Please rewrite every line of the items below as a numbered list, dropping blank lines and leaving out the pictures.

++++++++++++++++++++

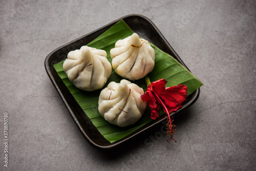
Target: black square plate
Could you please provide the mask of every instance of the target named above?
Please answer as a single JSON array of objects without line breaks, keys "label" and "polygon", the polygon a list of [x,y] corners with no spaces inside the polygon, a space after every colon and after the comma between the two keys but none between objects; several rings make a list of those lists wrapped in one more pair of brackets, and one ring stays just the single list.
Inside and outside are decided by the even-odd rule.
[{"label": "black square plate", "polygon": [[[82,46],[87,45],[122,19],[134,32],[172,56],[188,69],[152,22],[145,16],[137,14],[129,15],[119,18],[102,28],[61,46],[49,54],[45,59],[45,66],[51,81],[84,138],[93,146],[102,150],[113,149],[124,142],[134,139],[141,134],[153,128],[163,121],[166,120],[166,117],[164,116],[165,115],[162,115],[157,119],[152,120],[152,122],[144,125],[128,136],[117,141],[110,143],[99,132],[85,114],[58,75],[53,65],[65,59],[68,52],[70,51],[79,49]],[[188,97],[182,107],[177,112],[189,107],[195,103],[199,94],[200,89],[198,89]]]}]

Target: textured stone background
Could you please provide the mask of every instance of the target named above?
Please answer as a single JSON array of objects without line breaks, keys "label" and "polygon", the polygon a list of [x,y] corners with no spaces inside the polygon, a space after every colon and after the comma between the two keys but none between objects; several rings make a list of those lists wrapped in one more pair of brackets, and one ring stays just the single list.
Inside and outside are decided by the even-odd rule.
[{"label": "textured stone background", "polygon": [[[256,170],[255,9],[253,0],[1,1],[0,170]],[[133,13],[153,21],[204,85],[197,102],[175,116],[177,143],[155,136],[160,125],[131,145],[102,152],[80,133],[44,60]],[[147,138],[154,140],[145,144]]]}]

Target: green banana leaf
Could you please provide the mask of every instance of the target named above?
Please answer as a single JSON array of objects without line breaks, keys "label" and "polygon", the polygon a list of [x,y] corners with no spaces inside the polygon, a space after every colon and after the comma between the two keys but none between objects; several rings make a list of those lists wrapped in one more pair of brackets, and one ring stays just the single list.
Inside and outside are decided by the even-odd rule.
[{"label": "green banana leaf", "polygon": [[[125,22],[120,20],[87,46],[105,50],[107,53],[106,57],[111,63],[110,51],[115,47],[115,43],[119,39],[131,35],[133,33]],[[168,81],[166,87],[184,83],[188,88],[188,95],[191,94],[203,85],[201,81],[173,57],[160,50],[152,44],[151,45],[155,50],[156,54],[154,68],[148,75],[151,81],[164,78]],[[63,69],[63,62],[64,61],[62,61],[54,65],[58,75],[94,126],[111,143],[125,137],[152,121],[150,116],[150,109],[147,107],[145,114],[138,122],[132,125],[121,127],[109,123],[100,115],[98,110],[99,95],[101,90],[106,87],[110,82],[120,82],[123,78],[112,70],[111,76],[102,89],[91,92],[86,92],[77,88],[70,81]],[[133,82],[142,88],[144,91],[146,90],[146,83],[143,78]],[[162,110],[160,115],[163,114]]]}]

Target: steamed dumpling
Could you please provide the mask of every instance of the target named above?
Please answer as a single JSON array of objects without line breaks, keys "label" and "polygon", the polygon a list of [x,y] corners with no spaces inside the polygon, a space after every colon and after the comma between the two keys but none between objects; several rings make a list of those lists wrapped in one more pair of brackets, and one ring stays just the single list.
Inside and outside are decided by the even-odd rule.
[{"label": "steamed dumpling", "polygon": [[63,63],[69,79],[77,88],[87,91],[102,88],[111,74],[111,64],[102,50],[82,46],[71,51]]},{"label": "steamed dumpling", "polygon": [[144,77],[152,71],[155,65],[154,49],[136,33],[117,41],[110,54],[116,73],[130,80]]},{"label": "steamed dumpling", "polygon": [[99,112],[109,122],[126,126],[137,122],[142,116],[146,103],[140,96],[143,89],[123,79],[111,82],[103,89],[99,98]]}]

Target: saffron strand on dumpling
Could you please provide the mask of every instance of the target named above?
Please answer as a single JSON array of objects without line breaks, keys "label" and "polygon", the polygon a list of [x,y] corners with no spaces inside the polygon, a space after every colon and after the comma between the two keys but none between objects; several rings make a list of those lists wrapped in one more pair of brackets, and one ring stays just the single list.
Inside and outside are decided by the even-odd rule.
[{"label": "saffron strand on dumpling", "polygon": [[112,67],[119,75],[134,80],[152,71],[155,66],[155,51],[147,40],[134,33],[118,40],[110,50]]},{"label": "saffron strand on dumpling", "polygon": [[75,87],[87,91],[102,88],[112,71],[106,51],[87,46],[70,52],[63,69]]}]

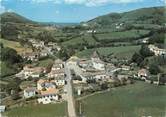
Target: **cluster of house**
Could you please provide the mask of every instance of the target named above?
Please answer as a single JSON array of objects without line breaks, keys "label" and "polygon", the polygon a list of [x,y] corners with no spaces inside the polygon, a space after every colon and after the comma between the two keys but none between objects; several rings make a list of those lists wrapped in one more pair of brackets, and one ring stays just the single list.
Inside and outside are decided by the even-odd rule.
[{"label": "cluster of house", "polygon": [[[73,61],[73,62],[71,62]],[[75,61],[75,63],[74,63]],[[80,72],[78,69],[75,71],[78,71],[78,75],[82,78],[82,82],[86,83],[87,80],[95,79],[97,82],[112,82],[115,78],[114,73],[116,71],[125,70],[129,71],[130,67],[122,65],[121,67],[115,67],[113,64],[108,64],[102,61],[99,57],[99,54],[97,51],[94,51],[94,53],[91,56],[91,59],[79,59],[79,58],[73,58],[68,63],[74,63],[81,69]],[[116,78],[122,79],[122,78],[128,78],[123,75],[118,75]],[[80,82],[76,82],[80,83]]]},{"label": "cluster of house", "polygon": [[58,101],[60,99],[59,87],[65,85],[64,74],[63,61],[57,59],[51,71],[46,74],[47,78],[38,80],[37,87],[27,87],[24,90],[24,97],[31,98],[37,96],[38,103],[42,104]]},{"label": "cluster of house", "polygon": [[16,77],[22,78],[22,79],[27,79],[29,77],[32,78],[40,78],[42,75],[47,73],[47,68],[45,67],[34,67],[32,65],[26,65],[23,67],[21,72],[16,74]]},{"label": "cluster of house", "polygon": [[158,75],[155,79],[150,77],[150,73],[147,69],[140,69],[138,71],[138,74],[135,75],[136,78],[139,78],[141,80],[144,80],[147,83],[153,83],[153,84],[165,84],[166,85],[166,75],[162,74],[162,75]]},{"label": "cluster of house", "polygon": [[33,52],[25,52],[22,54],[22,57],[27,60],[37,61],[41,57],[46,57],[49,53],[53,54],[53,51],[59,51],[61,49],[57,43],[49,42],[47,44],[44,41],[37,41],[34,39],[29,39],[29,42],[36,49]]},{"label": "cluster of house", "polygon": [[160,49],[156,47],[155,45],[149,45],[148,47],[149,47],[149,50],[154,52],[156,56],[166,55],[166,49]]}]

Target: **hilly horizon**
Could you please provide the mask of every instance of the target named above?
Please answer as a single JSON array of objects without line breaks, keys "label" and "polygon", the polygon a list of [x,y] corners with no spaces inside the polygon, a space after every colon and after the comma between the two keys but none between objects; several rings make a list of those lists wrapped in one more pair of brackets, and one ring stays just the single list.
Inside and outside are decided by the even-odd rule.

++++++++++++++++++++

◆ Exercise result
1. Target: black square plate
2. Could you please provide the mask of every instance of the target named above?
3. Please answer as a single JSON array of objects without line breaks, keys "label" and "polygon", the polygon a list of [x,y] corners with no spaces inside the polygon, a space after every colon and after the comma between the two keys but none between objects; several rings make a list of those lists wrapped in one more pair of brackets, and one ring stays just the single list.
4. Inside and outside are decided by the even-odd rule.
5. [{"label": "black square plate", "polygon": [[[82,46],[87,45],[122,19],[134,32],[172,56],[188,69],[152,22],[145,16],[137,14],[129,15],[119,18],[102,28],[61,46],[49,54],[45,59],[45,66],[51,81],[84,138],[93,146],[102,150],[113,149],[124,142],[134,139],[141,134],[153,128],[163,121],[166,120],[166,117],[164,116],[165,115],[162,115],[157,119],[152,120],[152,122],[144,125],[128,136],[117,141],[110,143],[99,132],[85,114],[58,75],[53,65],[65,59],[68,52],[70,51],[79,49]],[[188,97],[182,107],[177,112],[189,107],[195,103],[199,94],[200,89],[198,89]]]}]
6. Target: textured stone background
7. Could you please provide the mask of every instance of the target named above?
8. Please answer as a single JSON array of objects without line breaks, keys "label" and "polygon", the polygon a list of [x,y] corners with no spaces inside the polygon, a space after every colon and after the comma between the two keys but none between objects; several rings make a list of those lists wrapped in one more pair of brackets, and one ring stays just the single list.
9. Inside and outside are decided by the even-odd rule.
10. [{"label": "textured stone background", "polygon": [[[256,170],[255,9],[253,0],[1,1],[0,170]],[[133,13],[153,21],[204,85],[197,102],[175,116],[177,143],[155,136],[160,125],[131,145],[102,152],[80,133],[44,60]],[[147,138],[154,140],[145,144]]]}]
11. Target: green banana leaf
12. Could you please provide the mask of every instance of the target named above?
13. Please answer as a single JSON array of objects without line breaks, keys "label" and "polygon", the polygon a list of [x,y] corners with no spaces inside the polygon, a space after every colon and after the comma between the two keys but none between objects; several rings make a list of those lists wrapped in one more pair of brackets, and one ring stays just the single list.
14. Inside and outside are decided by the even-odd rule.
15. [{"label": "green banana leaf", "polygon": [[[125,22],[120,20],[87,46],[105,50],[107,53],[106,57],[111,63],[110,51],[115,47],[115,43],[119,39],[131,35],[133,33]],[[168,81],[166,87],[184,83],[188,88],[188,95],[191,94],[203,85],[201,81],[173,57],[160,50],[152,44],[151,45],[155,50],[156,54],[154,68],[148,75],[151,81],[164,78]],[[63,69],[63,62],[64,61],[62,61],[54,65],[58,75],[94,126],[111,143],[125,137],[152,121],[150,116],[150,109],[147,107],[145,114],[138,122],[132,125],[121,127],[109,123],[100,115],[98,110],[99,95],[101,90],[106,87],[110,82],[120,82],[123,78],[112,70],[111,76],[102,89],[91,92],[86,92],[77,88],[70,81]],[[133,82],[142,88],[144,91],[146,90],[146,83],[143,78]],[[162,110],[160,115],[163,114]]]}]
16. Target: steamed dumpling
17. Could you please provide the mask of every instance of the target named above?
18. Please answer as a single JSON array of objects without line breaks, keys "label" and "polygon", the polygon a list of [x,y] corners with no spaces inside the polygon, a space after every colon and after the comma between the two keys but none between objects; several rings make a list of those lists wrapped in one more pair of brackets, and one ring stays just the single list.
19. Inside and outside are decided by the even-odd rule.
20. [{"label": "steamed dumpling", "polygon": [[63,63],[69,79],[77,88],[87,91],[102,88],[111,74],[111,64],[102,50],[82,46],[71,51]]},{"label": "steamed dumpling", "polygon": [[144,77],[152,71],[155,65],[154,49],[136,33],[117,41],[110,54],[116,73],[130,80]]},{"label": "steamed dumpling", "polygon": [[99,112],[109,122],[126,126],[137,122],[142,116],[146,103],[140,96],[143,89],[123,79],[111,82],[103,89],[99,98]]}]
21. Target: saffron strand on dumpling
22. Could you please provide the mask of every instance of the target named above?
23. Please answer as a single JSON array of objects without line breaks, keys "label" and "polygon", the polygon a list of [x,y] corners with no spaces inside the polygon, a space after every colon and after the comma between the two keys but none between objects; several rings make a list of those lists wrapped in one more pair of brackets, and one ring stays just the single list.
24. Inside and outside are decided by the even-odd rule.
25. [{"label": "saffron strand on dumpling", "polygon": [[112,67],[119,75],[134,80],[152,71],[155,66],[155,51],[147,40],[134,33],[118,40],[110,50]]},{"label": "saffron strand on dumpling", "polygon": [[75,87],[87,91],[102,88],[112,71],[106,51],[87,46],[70,52],[63,69]]}]
26. Target: **cluster of house**
27. Could you please provide the mask of every instance of the target named above?
28. Please answer as a single JSON array of objects without line breaks, keys "label" and "polygon", the polygon a list of [x,y] corners with no spaces inside the polygon, a space after every colon and after the comma between the two keys but none between objects; several rings make a list of those lists wrapped in one more pair of brackets, and one ring stays just the single list.
29. Inside and outside are decided by the even-odd rule.
30. [{"label": "cluster of house", "polygon": [[[73,61],[73,62],[71,62]],[[75,61],[75,63],[74,63]],[[80,72],[78,69],[75,71],[78,71],[78,75],[82,78],[82,82],[86,83],[87,80],[95,79],[97,82],[112,82],[115,78],[114,73],[116,71],[125,70],[129,71],[130,67],[122,65],[121,67],[115,67],[113,64],[108,64],[102,61],[99,57],[99,54],[97,51],[94,51],[94,53],[91,56],[91,59],[79,59],[79,58],[73,58],[68,63],[74,63],[81,69]],[[116,78],[122,79],[122,78],[128,78],[123,75],[118,75]],[[80,82],[76,82],[80,83]]]},{"label": "cluster of house", "polygon": [[58,101],[60,99],[59,87],[65,85],[64,74],[63,61],[57,59],[51,71],[46,74],[47,78],[38,80],[37,87],[27,87],[24,90],[24,97],[31,98],[37,96],[38,103],[42,104]]},{"label": "cluster of house", "polygon": [[16,77],[22,78],[22,79],[27,79],[29,77],[32,78],[40,78],[42,75],[47,73],[47,68],[45,67],[34,67],[32,65],[26,65],[23,67],[21,72],[16,74]]},{"label": "cluster of house", "polygon": [[158,75],[155,79],[150,77],[150,73],[147,69],[140,69],[138,71],[138,74],[135,75],[136,78],[139,78],[141,80],[144,80],[147,83],[153,83],[153,84],[165,84],[166,85],[166,75],[162,74],[162,75]]},{"label": "cluster of house", "polygon": [[33,52],[25,52],[22,54],[22,57],[27,60],[37,61],[41,57],[46,57],[49,53],[53,54],[53,51],[59,51],[61,49],[57,43],[49,42],[47,44],[44,41],[37,41],[34,39],[29,39],[29,42],[36,49]]},{"label": "cluster of house", "polygon": [[160,49],[156,47],[155,45],[149,45],[148,47],[149,47],[149,50],[154,52],[156,56],[166,55],[166,49]]}]
31. Target: **hilly horizon**
32. Could you please provide the mask of every instance of the target named above?
33. Please answer as a single JSON array of objects without line breaks, keys "label" and "polygon", the polygon a list of [x,y] corners with no spaces inside the polygon, a space after every colon and after the comma between the two keys but none between objects; several rings make a list of those lists wrapped in one more pair of brackets, and one ring stays just the single list.
34. Inside and outside are decided by the even-odd rule.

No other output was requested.